TASK REQUIREMENTS
Using the records that follow, count the lines containing the word "grey" and give that number only.

STORED DATA
______

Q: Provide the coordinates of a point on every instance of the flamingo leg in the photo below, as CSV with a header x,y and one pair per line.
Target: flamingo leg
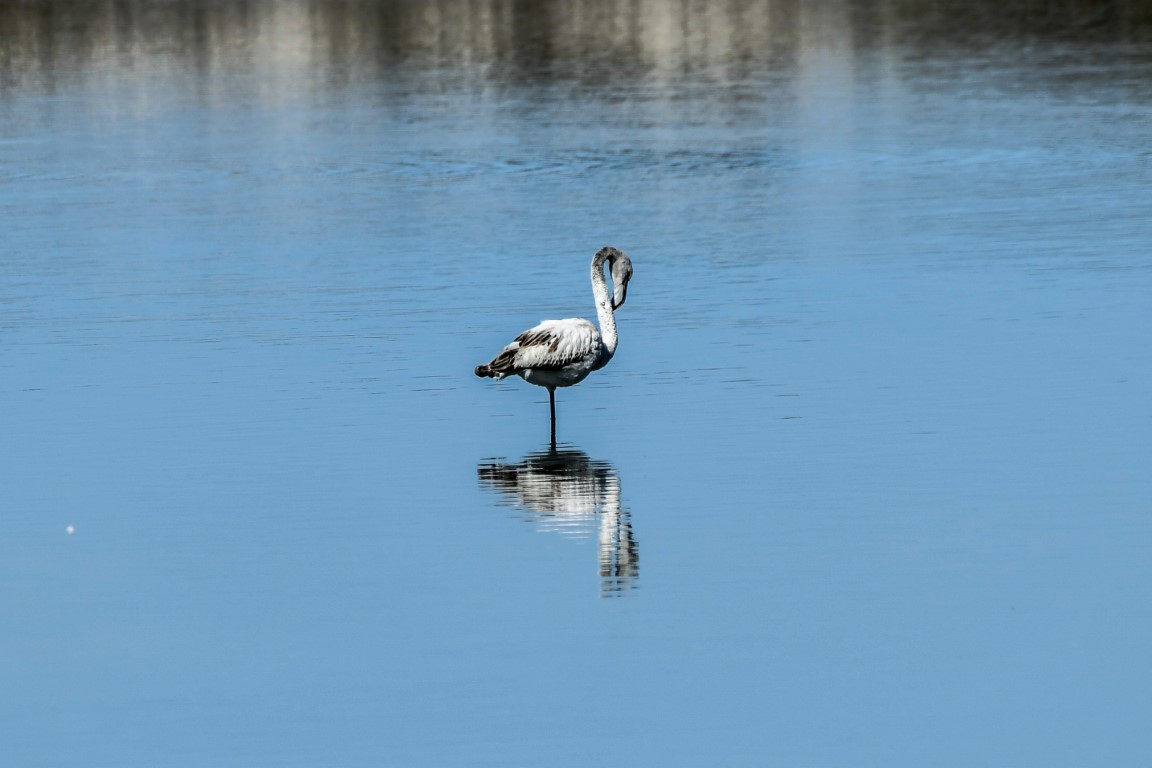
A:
x,y
552,411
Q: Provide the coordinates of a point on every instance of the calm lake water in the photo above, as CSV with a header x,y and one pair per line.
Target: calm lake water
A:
x,y
866,484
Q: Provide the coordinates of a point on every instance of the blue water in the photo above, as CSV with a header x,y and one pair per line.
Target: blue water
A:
x,y
866,483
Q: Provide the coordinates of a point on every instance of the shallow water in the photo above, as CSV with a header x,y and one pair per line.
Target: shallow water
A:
x,y
865,484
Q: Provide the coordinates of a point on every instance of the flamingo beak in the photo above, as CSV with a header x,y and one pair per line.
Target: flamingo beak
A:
x,y
619,296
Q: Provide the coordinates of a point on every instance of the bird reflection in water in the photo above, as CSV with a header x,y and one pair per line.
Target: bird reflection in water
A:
x,y
563,491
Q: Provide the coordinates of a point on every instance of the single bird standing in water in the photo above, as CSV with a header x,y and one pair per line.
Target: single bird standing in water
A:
x,y
562,352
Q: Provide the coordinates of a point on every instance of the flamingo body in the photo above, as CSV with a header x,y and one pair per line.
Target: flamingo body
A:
x,y
562,352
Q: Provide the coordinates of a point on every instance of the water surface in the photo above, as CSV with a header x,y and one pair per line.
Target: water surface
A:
x,y
865,484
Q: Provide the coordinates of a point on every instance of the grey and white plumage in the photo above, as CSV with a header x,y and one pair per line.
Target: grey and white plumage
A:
x,y
562,352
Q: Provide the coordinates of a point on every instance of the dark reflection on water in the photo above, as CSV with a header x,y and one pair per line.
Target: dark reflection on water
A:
x,y
499,43
563,491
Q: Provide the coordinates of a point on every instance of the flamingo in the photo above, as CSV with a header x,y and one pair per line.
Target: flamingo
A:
x,y
562,352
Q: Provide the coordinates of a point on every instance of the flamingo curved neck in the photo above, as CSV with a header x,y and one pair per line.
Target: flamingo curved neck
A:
x,y
604,312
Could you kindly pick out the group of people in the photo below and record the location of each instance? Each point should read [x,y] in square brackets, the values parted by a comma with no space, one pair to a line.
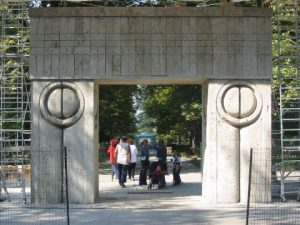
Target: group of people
[123,156]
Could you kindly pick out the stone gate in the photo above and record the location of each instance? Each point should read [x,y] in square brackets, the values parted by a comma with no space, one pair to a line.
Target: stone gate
[74,50]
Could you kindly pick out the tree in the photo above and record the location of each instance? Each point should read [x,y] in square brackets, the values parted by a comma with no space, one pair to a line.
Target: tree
[175,111]
[117,111]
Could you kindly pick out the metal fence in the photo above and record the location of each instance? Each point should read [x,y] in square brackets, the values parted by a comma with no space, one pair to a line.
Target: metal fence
[284,206]
[20,205]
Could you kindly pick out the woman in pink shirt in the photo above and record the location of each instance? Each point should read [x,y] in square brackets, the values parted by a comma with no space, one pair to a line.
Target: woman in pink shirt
[112,159]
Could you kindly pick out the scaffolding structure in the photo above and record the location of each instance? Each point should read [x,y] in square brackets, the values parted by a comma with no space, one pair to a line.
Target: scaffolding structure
[14,97]
[287,137]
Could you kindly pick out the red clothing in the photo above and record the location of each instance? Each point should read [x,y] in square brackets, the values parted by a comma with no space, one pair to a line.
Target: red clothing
[158,172]
[111,151]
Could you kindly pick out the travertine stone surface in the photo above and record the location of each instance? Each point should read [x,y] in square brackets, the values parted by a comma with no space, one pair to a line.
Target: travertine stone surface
[48,141]
[227,146]
[106,43]
[228,50]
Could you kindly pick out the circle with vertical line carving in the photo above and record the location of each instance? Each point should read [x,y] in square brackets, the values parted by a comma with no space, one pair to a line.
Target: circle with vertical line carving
[239,103]
[62,103]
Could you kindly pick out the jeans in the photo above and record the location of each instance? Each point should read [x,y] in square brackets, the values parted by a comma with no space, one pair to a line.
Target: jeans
[131,170]
[122,169]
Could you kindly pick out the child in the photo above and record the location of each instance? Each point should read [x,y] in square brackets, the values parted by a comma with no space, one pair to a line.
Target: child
[176,162]
[157,177]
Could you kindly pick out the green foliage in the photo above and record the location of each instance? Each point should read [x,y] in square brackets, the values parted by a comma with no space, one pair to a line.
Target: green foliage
[175,111]
[284,51]
[117,111]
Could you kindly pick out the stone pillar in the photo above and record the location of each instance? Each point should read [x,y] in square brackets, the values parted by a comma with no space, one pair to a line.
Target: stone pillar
[234,111]
[64,114]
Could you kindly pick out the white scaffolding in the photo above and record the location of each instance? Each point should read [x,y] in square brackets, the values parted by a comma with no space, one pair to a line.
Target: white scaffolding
[15,95]
[287,24]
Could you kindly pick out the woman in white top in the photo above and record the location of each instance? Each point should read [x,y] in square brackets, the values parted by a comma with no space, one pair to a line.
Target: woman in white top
[132,165]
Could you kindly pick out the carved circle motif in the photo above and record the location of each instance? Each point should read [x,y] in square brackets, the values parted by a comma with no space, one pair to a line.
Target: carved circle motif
[239,103]
[62,103]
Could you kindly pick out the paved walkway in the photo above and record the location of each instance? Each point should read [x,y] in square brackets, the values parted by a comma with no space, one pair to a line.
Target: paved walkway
[173,205]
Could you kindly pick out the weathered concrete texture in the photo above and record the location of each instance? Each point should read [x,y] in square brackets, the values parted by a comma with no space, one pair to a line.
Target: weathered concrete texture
[227,147]
[94,46]
[81,141]
[106,43]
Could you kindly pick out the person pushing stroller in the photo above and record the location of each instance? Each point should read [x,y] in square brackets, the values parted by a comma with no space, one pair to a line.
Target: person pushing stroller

______

ANSWER BOX
2